▶ Request
Count the lines in the entries below that contain the string "surface", treating uppercase and lowercase as different, and give only the number.

▶ Data for processing

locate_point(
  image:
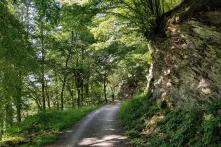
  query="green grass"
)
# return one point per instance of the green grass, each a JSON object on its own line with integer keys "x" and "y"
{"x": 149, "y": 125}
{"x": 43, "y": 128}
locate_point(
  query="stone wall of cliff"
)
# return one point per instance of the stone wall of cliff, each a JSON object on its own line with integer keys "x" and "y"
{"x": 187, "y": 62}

...

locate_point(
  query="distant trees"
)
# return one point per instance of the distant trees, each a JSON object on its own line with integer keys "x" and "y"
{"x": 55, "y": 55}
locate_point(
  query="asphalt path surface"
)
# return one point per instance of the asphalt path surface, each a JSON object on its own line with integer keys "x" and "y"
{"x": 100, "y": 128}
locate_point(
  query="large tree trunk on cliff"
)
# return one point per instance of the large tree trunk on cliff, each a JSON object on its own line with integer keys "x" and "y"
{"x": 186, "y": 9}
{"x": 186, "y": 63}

▶ Task output
2